◆ **PROBLEM DESCRIPTION**:
Output only the span of lines that begins at the line containing "[locate] person in" and ends at the last line of the data, both included, exactly as they appear.

━━━

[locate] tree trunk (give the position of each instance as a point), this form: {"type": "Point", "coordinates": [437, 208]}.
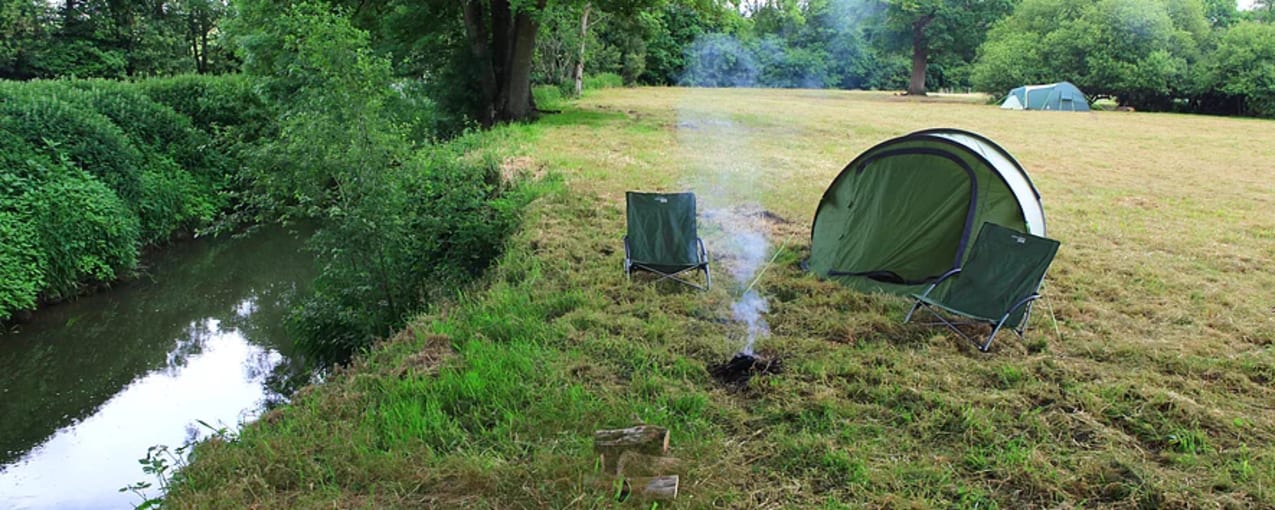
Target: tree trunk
{"type": "Point", "coordinates": [515, 82]}
{"type": "Point", "coordinates": [476, 29]}
{"type": "Point", "coordinates": [579, 61]}
{"type": "Point", "coordinates": [502, 51]}
{"type": "Point", "coordinates": [919, 56]}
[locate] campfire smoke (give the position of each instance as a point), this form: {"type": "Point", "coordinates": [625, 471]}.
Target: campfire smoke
{"type": "Point", "coordinates": [728, 179]}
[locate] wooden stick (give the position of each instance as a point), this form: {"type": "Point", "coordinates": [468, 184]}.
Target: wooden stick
{"type": "Point", "coordinates": [643, 439]}
{"type": "Point", "coordinates": [653, 487]}
{"type": "Point", "coordinates": [635, 464]}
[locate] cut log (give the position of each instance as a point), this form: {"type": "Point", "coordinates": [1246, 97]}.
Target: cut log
{"type": "Point", "coordinates": [644, 439]}
{"type": "Point", "coordinates": [652, 488]}
{"type": "Point", "coordinates": [635, 464]}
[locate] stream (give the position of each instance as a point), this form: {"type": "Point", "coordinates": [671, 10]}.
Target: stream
{"type": "Point", "coordinates": [194, 344]}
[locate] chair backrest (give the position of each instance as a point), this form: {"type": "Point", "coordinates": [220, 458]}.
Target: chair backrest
{"type": "Point", "coordinates": [662, 228]}
{"type": "Point", "coordinates": [1004, 267]}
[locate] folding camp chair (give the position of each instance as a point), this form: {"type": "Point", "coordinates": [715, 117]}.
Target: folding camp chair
{"type": "Point", "coordinates": [662, 237]}
{"type": "Point", "coordinates": [996, 286]}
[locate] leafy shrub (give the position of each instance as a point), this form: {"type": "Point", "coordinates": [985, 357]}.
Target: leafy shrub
{"type": "Point", "coordinates": [172, 200]}
{"type": "Point", "coordinates": [152, 126]}
{"type": "Point", "coordinates": [64, 131]}
{"type": "Point", "coordinates": [214, 103]}
{"type": "Point", "coordinates": [180, 180]}
{"type": "Point", "coordinates": [603, 80]}
{"type": "Point", "coordinates": [547, 97]}
{"type": "Point", "coordinates": [86, 232]}
{"type": "Point", "coordinates": [22, 264]}
{"type": "Point", "coordinates": [397, 226]}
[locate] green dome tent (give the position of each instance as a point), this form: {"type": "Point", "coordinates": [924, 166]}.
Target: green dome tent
{"type": "Point", "coordinates": [1061, 96]}
{"type": "Point", "coordinates": [905, 211]}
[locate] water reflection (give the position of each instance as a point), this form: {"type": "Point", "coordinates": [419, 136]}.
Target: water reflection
{"type": "Point", "coordinates": [87, 386]}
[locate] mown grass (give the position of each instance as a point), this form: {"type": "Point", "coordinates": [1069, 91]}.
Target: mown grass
{"type": "Point", "coordinates": [1144, 383]}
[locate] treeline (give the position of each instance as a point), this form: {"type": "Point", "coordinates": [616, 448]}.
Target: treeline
{"type": "Point", "coordinates": [110, 38]}
{"type": "Point", "coordinates": [94, 171]}
{"type": "Point", "coordinates": [316, 129]}
{"type": "Point", "coordinates": [1168, 55]}
{"type": "Point", "coordinates": [474, 60]}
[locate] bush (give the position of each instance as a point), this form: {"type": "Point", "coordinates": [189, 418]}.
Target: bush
{"type": "Point", "coordinates": [152, 126]}
{"type": "Point", "coordinates": [226, 105]}
{"type": "Point", "coordinates": [64, 131]}
{"type": "Point", "coordinates": [603, 80]}
{"type": "Point", "coordinates": [22, 264]}
{"type": "Point", "coordinates": [547, 97]}
{"type": "Point", "coordinates": [180, 179]}
{"type": "Point", "coordinates": [86, 232]}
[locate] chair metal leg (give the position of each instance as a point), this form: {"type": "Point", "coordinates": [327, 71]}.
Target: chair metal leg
{"type": "Point", "coordinates": [1025, 301]}
{"type": "Point", "coordinates": [914, 306]}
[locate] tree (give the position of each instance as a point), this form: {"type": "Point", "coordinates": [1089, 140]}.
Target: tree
{"type": "Point", "coordinates": [26, 27]}
{"type": "Point", "coordinates": [1243, 66]}
{"type": "Point", "coordinates": [941, 26]}
{"type": "Point", "coordinates": [1140, 51]}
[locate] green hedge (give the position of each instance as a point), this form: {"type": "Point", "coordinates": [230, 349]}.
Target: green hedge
{"type": "Point", "coordinates": [86, 232]}
{"type": "Point", "coordinates": [64, 131]}
{"type": "Point", "coordinates": [91, 171]}
{"type": "Point", "coordinates": [214, 103]}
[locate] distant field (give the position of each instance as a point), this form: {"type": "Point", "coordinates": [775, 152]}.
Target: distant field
{"type": "Point", "coordinates": [1145, 380]}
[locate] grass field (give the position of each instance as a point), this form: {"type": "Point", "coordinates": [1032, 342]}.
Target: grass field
{"type": "Point", "coordinates": [1145, 380]}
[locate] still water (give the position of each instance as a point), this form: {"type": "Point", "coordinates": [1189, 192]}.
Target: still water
{"type": "Point", "coordinates": [87, 386]}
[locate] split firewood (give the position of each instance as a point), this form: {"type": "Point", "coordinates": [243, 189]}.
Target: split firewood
{"type": "Point", "coordinates": [650, 488]}
{"type": "Point", "coordinates": [644, 439]}
{"type": "Point", "coordinates": [635, 464]}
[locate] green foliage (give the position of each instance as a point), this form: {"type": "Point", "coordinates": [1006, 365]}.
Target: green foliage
{"type": "Point", "coordinates": [1243, 66]}
{"type": "Point", "coordinates": [22, 264]}
{"type": "Point", "coordinates": [98, 170]}
{"type": "Point", "coordinates": [397, 226]}
{"type": "Point", "coordinates": [86, 232]}
{"type": "Point", "coordinates": [601, 80]}
{"type": "Point", "coordinates": [111, 38]}
{"type": "Point", "coordinates": [64, 131]}
{"type": "Point", "coordinates": [1139, 50]}
{"type": "Point", "coordinates": [214, 103]}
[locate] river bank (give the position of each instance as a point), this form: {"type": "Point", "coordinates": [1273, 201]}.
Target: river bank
{"type": "Point", "coordinates": [196, 337]}
{"type": "Point", "coordinates": [1151, 392]}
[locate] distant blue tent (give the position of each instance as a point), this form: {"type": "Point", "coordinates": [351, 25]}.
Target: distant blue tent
{"type": "Point", "coordinates": [1061, 96]}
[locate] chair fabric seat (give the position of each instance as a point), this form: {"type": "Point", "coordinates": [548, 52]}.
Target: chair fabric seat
{"type": "Point", "coordinates": [931, 301]}
{"type": "Point", "coordinates": [663, 235]}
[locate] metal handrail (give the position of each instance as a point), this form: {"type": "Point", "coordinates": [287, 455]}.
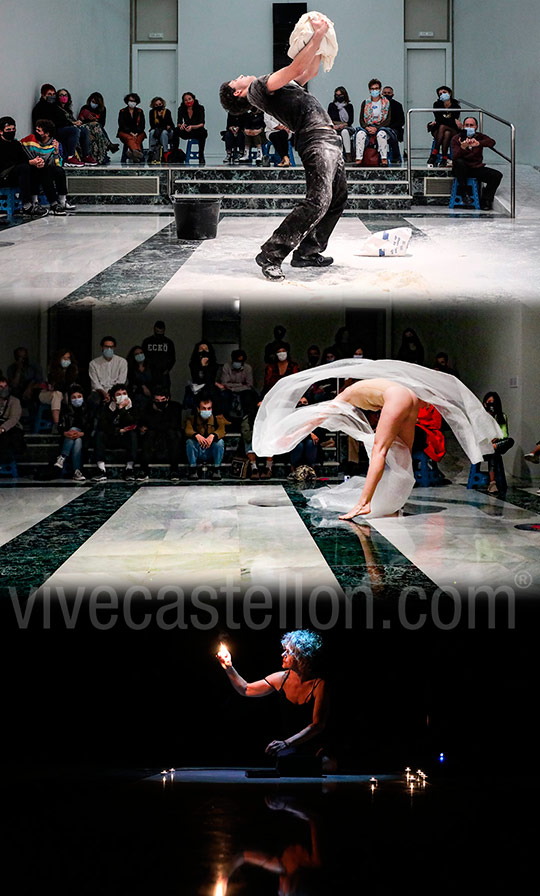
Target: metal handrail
{"type": "Point", "coordinates": [481, 113]}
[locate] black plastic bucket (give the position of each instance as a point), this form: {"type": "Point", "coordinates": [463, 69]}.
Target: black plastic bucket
{"type": "Point", "coordinates": [196, 219]}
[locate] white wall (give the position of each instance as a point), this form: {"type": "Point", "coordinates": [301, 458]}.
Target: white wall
{"type": "Point", "coordinates": [496, 66]}
{"type": "Point", "coordinates": [219, 40]}
{"type": "Point", "coordinates": [80, 46]}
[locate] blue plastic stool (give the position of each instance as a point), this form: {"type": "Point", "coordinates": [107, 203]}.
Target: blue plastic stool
{"type": "Point", "coordinates": [10, 201]}
{"type": "Point", "coordinates": [9, 469]}
{"type": "Point", "coordinates": [43, 423]}
{"type": "Point", "coordinates": [457, 201]}
{"type": "Point", "coordinates": [192, 153]}
{"type": "Point", "coordinates": [480, 479]}
{"type": "Point", "coordinates": [426, 471]}
{"type": "Point", "coordinates": [268, 150]}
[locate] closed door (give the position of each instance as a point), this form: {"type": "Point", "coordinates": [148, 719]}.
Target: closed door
{"type": "Point", "coordinates": [155, 73]}
{"type": "Point", "coordinates": [427, 67]}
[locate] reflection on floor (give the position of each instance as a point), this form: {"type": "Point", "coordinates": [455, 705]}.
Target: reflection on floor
{"type": "Point", "coordinates": [85, 259]}
{"type": "Point", "coordinates": [265, 535]}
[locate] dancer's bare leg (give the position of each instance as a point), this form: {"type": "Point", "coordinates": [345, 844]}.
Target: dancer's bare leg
{"type": "Point", "coordinates": [398, 418]}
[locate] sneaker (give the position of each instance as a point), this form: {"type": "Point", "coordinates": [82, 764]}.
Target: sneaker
{"type": "Point", "coordinates": [270, 269]}
{"type": "Point", "coordinates": [311, 261]}
{"type": "Point", "coordinates": [35, 211]}
{"type": "Point", "coordinates": [101, 476]}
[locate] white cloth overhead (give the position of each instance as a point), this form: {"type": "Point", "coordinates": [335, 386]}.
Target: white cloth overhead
{"type": "Point", "coordinates": [280, 424]}
{"type": "Point", "coordinates": [302, 34]}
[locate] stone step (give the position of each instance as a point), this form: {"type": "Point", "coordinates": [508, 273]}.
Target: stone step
{"type": "Point", "coordinates": [297, 187]}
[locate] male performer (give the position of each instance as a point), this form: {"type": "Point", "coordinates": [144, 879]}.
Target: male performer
{"type": "Point", "coordinates": [308, 227]}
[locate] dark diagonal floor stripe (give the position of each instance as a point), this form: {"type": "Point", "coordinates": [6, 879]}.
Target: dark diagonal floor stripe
{"type": "Point", "coordinates": [136, 278]}
{"type": "Point", "coordinates": [29, 559]}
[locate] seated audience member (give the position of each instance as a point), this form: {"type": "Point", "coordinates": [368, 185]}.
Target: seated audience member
{"type": "Point", "coordinates": [116, 427]}
{"type": "Point", "coordinates": [139, 378]}
{"type": "Point", "coordinates": [493, 405]}
{"type": "Point", "coordinates": [66, 132]}
{"type": "Point", "coordinates": [11, 432]}
{"type": "Point", "coordinates": [203, 368]}
{"type": "Point", "coordinates": [93, 113]}
{"type": "Point", "coordinates": [444, 127]}
{"type": "Point", "coordinates": [427, 433]}
{"type": "Point", "coordinates": [397, 117]}
{"type": "Point", "coordinates": [65, 103]}
{"type": "Point", "coordinates": [238, 393]}
{"type": "Point", "coordinates": [160, 353]}
{"type": "Point", "coordinates": [190, 123]}
{"type": "Point", "coordinates": [441, 363]}
{"type": "Point", "coordinates": [234, 139]}
{"type": "Point", "coordinates": [205, 432]}
{"type": "Point", "coordinates": [467, 161]}
{"type": "Point", "coordinates": [271, 348]}
{"type": "Point", "coordinates": [23, 376]}
{"type": "Point", "coordinates": [341, 111]}
{"type": "Point", "coordinates": [131, 127]}
{"type": "Point", "coordinates": [411, 349]}
{"type": "Point", "coordinates": [44, 149]}
{"type": "Point", "coordinates": [253, 126]}
{"type": "Point", "coordinates": [17, 170]}
{"type": "Point", "coordinates": [159, 432]}
{"type": "Point", "coordinates": [313, 356]}
{"type": "Point", "coordinates": [105, 371]}
{"type": "Point", "coordinates": [278, 135]}
{"type": "Point", "coordinates": [375, 119]}
{"type": "Point", "coordinates": [63, 371]}
{"type": "Point", "coordinates": [307, 450]}
{"type": "Point", "coordinates": [75, 426]}
{"type": "Point", "coordinates": [161, 128]}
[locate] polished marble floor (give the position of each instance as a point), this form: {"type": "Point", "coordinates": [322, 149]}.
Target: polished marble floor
{"type": "Point", "coordinates": [87, 256]}
{"type": "Point", "coordinates": [235, 539]}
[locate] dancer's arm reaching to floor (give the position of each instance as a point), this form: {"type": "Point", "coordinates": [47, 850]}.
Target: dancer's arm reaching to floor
{"type": "Point", "coordinates": [306, 64]}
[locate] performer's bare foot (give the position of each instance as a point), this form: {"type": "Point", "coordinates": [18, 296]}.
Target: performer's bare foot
{"type": "Point", "coordinates": [359, 509]}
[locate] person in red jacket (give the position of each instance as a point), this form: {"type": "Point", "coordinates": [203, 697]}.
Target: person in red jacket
{"type": "Point", "coordinates": [467, 161]}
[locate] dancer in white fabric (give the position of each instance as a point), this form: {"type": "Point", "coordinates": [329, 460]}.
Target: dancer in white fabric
{"type": "Point", "coordinates": [397, 389]}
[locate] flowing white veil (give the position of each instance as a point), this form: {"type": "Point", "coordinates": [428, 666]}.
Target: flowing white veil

━━━

◆ **RESPONSE BOX**:
[locate] person in red jacket (give the position of each instance as a point), this form: {"type": "Point", "coordinates": [203, 697]}.
Target: person in red jacket
{"type": "Point", "coordinates": [467, 161]}
[locate] dancer in white fabric (give the position of each instance as a point), this form: {"type": "Point", "coordinates": [329, 460]}.
Target: dancer in white fabric
{"type": "Point", "coordinates": [397, 389]}
[locate] flowing white veil (give the position of each instance as a point), this form: {"type": "Point", "coordinates": [428, 666]}.
Target: flowing white veil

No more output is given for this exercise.